**Goal**: Can you copy each of the entries below word for word, leaving out nothing?

--- start of Data supplied ---

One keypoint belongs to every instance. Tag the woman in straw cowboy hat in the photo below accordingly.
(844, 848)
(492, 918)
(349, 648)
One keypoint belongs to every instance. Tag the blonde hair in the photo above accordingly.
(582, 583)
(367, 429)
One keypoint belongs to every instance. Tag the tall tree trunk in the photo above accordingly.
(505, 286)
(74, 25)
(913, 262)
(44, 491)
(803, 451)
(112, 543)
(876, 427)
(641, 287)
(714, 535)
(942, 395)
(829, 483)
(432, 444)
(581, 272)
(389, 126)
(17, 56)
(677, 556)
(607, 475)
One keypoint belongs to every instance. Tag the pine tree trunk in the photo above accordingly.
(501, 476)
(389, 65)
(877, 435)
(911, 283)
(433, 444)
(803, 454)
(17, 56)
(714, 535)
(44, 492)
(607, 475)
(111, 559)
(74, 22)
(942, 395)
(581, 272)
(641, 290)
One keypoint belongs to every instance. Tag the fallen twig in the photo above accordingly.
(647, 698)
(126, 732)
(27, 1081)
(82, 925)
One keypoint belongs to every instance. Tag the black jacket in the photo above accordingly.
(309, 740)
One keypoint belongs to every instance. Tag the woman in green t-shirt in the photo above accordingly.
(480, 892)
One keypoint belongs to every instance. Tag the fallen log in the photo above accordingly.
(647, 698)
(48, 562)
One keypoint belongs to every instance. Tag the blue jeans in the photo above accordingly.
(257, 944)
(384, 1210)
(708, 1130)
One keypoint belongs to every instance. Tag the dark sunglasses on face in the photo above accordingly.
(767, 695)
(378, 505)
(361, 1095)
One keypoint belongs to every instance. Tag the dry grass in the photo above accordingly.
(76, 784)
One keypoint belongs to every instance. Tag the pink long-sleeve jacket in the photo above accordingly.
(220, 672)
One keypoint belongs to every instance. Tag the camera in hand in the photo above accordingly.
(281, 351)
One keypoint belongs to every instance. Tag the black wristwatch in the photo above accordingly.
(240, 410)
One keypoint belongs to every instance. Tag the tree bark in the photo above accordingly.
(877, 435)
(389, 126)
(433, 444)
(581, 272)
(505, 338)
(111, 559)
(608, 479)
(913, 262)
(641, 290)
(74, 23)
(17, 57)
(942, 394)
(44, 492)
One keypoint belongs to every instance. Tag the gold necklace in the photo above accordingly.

--- end of Data supplied ---

**Task response**:
One keypoint belongs to every instance. Tag the woman in straw cowboy hat in the photo below accordingly.
(844, 848)
(492, 918)
(349, 648)
One keypoint belongs to every instance. Tag the blonde hair in the photo above accordingly.
(582, 583)
(367, 429)
One keypoint belongs to every instance. Tag the tall tree trunk in the photo above accordingly.
(505, 286)
(74, 25)
(913, 262)
(44, 491)
(803, 451)
(112, 543)
(876, 427)
(641, 287)
(714, 535)
(942, 395)
(829, 483)
(432, 444)
(581, 272)
(389, 126)
(17, 56)
(677, 556)
(607, 475)
One keypoint belongs to every instance. Tag the pine tree trunk in the photo above accordingly.
(501, 476)
(389, 65)
(877, 435)
(911, 283)
(433, 444)
(803, 454)
(17, 56)
(714, 535)
(44, 492)
(607, 475)
(111, 559)
(74, 22)
(942, 395)
(581, 272)
(641, 290)
One keypoint belongs to every instance. Tag the fallen twig in the photo above accordingly.
(647, 698)
(126, 732)
(27, 1081)
(82, 925)
One keypoint belongs to every instance. Tag the black jacket in the photo above accordingly.
(309, 740)
One keypoint belongs to every instance. Tag the woman in green t-shirt in the photo above accordingly.
(480, 892)
One keypoint belongs to every instance. Tag the fallen log in the photo above accordingly.
(647, 698)
(48, 562)
One keypoint belongs to every instance. Tag the blue jeans in the photo above accordingly.
(257, 944)
(384, 1210)
(708, 1130)
One keypoint belongs to every instance. Tag the dark sunglasses on face in the photo above accordingly.
(767, 695)
(378, 505)
(361, 1095)
One keypoint belongs to every instance. Tag the dry grass in the photo above accordingly.
(76, 784)
One keypoint belongs to every instance. Tag the pink long-sleeve jacket in the photo above accordingly.
(220, 672)
One keypoint belongs to every instance. Tag the camera in hand in the photo above accordingly.
(281, 351)
One keypoint belongs to every instance. Tag the black wristwatch in the photo above accordingly.
(240, 410)
One keypoint belongs to every instance. Tag the tree bark in the photo above accordingly.
(877, 435)
(389, 126)
(433, 444)
(581, 272)
(505, 338)
(111, 559)
(608, 479)
(913, 262)
(641, 290)
(74, 23)
(17, 57)
(942, 394)
(44, 492)
One keypoint belongs to every instance. Tag the gold necklace in the photo above accordingly.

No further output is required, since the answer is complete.